● YOUR GOAL
Reproduce the rows below verbatim, beginning with the line that contains "Can you find the construction" and continuing through the last line of the rows.

(Source records)
§
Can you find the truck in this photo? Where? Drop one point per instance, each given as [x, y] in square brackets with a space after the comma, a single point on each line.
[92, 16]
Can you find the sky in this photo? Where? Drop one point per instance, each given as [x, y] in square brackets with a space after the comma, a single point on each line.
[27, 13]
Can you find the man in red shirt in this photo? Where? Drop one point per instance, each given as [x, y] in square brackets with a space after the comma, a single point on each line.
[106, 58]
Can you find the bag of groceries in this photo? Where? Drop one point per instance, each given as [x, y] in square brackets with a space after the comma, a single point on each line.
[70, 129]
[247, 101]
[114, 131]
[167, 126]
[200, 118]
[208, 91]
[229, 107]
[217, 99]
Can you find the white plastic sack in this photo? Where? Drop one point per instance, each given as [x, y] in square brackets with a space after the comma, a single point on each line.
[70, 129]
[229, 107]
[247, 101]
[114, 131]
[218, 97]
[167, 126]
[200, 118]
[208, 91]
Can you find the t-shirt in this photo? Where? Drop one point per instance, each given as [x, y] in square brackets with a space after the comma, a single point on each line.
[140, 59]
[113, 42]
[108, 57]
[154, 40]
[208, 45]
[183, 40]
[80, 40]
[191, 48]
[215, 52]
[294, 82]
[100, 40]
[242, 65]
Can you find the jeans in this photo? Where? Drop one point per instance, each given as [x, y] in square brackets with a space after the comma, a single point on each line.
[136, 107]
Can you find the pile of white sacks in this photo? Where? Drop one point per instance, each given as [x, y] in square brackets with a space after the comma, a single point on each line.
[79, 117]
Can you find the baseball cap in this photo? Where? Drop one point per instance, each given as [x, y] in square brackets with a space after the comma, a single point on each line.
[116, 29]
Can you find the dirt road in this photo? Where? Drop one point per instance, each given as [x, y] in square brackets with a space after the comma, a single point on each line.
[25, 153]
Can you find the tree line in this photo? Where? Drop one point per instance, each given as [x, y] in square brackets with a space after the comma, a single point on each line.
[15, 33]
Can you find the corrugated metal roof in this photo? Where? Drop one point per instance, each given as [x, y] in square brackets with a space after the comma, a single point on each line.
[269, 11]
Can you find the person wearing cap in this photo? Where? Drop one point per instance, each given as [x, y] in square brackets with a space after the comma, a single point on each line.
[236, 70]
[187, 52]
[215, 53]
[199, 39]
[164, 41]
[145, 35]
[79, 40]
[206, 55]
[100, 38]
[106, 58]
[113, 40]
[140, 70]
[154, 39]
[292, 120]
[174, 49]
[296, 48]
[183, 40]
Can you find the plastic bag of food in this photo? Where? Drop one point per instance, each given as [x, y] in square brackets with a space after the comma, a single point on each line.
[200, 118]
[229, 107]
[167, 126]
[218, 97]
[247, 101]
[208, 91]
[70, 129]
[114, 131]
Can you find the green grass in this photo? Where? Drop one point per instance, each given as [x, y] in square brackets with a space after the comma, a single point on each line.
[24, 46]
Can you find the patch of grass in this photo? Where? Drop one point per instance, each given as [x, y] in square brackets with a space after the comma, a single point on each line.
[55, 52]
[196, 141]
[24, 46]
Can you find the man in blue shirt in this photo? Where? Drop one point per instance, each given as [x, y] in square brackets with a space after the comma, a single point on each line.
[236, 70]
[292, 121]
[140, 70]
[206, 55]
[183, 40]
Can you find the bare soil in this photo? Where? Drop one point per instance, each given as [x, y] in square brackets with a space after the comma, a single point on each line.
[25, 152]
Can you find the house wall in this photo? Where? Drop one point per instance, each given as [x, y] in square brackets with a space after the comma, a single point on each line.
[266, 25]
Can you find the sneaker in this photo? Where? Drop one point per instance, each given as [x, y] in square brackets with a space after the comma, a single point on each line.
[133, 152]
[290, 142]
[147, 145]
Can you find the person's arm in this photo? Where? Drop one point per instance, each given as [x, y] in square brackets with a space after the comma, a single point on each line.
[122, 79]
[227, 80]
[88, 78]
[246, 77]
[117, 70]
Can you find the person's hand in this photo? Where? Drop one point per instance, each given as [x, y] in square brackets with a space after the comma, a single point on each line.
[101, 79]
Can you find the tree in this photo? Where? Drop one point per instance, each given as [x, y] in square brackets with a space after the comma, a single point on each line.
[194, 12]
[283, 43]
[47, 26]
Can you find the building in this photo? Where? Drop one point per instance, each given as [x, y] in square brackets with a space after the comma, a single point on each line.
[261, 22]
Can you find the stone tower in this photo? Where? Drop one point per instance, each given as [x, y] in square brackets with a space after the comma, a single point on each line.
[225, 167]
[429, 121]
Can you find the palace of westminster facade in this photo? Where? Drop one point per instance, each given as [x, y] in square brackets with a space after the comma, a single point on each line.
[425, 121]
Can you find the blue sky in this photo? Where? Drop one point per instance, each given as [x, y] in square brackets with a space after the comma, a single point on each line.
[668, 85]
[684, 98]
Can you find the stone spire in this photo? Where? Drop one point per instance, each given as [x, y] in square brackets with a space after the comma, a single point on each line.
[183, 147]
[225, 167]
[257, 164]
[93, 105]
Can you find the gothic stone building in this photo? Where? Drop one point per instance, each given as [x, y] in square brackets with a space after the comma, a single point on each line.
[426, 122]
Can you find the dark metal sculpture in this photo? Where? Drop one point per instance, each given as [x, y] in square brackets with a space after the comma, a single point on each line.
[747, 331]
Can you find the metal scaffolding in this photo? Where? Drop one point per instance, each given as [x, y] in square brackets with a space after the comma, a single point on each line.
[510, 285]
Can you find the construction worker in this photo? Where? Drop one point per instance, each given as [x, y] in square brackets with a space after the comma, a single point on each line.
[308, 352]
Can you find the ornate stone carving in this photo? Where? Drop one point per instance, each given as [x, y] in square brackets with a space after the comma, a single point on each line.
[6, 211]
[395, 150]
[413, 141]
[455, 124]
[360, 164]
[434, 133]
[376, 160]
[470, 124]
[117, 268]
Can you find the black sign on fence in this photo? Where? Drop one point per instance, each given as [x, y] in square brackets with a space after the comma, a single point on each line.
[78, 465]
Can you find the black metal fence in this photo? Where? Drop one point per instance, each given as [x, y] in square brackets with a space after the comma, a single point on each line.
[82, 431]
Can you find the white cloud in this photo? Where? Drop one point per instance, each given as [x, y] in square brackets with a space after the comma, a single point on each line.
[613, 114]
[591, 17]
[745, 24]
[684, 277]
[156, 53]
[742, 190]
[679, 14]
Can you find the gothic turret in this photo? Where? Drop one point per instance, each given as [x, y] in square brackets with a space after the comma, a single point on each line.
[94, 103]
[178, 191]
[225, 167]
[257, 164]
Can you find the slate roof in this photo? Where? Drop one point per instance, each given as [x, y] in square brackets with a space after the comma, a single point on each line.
§
● EXERCISE SOLUTION
Can you find the construction worker in this photo? Where? Drop one point per instance, each given as [x, y] in square brackets with a space after the comma, a single point on each line.
[308, 352]
Can you find the ornate stone carving in this photo? Where? Drop one point per instance, each given as [x, y] in square brackets with a space after the comma, a single point on each line.
[6, 211]
[395, 150]
[413, 141]
[455, 124]
[360, 164]
[434, 133]
[376, 160]
[470, 124]
[117, 268]
Can you find the black sign on fence in this photo? Where? Drop one point per instance, each given as [x, y] in square brackets with a space after the comma, a single point on each line.
[78, 465]
Can you find the black metal fence in this photo? Where? Drop one point per instance, each given as [x, y] in square brackets with a space after the comma, a single point on each line.
[82, 431]
Can you find the white cloud in this photo? Where? Drop one point per instance, each given as [x, y] in square brackets with a space after the comma, a single point on each line.
[613, 114]
[591, 17]
[745, 24]
[684, 277]
[156, 53]
[742, 190]
[679, 14]
Can you find the gothic turret in this photo? Where? Drop one point per instance, each given as [x, y] in square brackets with a space after the comma, a single point on each line.
[94, 103]
[178, 191]
[225, 167]
[257, 164]
Can you find the slate roof in this photo? Where? Drop one point per instance, each given as [x, y] in square brackets with a space after the comma, a single point on each line.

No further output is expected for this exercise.